What needs to be done :: Among the entries below, find the lines holding "reflection" and copy them.

======== Source records

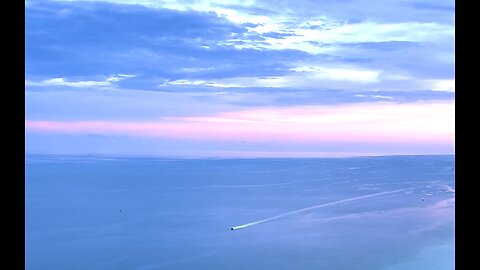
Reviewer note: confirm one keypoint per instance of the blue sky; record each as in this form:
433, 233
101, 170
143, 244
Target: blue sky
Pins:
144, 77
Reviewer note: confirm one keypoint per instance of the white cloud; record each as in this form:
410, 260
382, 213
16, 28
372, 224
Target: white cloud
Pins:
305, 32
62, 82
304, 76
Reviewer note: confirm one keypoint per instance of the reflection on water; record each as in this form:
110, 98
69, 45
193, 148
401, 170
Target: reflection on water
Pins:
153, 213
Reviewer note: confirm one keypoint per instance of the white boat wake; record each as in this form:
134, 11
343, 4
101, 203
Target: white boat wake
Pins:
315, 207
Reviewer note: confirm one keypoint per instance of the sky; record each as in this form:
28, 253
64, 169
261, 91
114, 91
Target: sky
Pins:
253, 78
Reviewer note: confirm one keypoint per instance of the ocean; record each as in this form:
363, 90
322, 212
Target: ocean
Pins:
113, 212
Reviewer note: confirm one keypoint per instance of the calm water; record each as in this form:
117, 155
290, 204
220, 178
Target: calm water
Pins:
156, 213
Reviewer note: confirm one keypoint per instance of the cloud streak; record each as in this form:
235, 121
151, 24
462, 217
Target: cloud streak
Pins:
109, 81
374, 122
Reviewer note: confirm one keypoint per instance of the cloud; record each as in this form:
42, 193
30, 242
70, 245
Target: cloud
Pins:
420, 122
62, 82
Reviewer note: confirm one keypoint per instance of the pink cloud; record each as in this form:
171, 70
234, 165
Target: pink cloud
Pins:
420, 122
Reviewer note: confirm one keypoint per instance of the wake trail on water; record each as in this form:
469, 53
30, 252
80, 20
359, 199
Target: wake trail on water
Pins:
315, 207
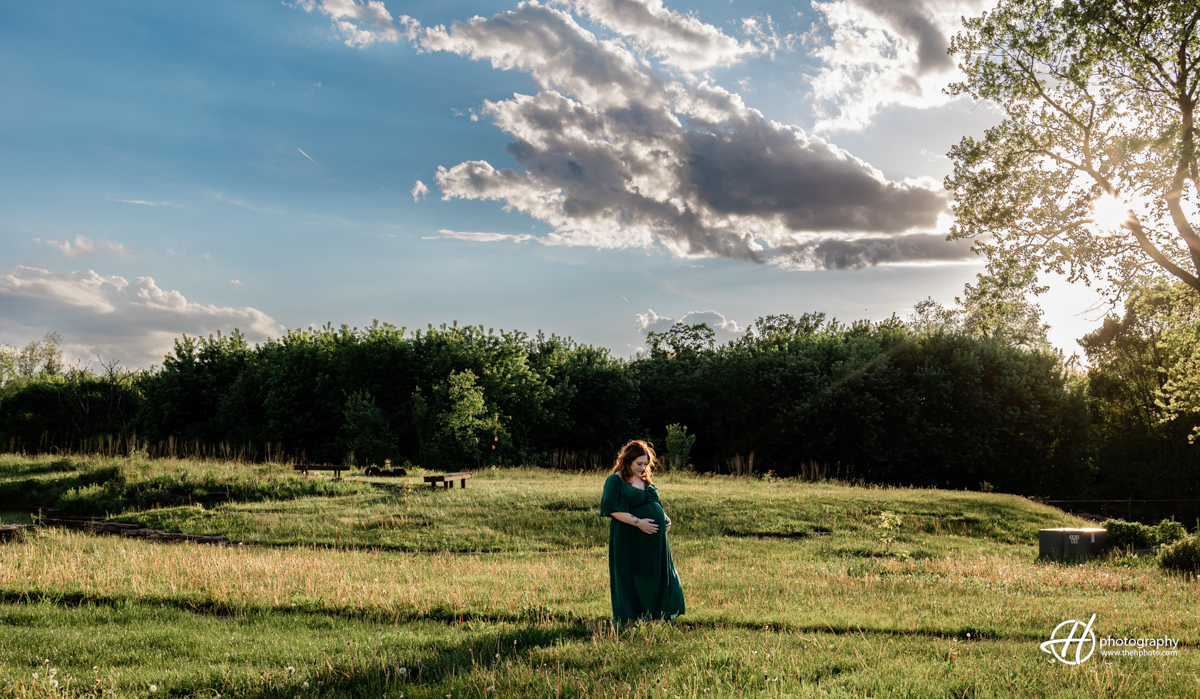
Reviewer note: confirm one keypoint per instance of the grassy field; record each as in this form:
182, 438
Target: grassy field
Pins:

================

Solution to this task ::
Reviewer note: confirm one keypoint per instance of the reflection on water; record each as in this form:
Target: reflection on water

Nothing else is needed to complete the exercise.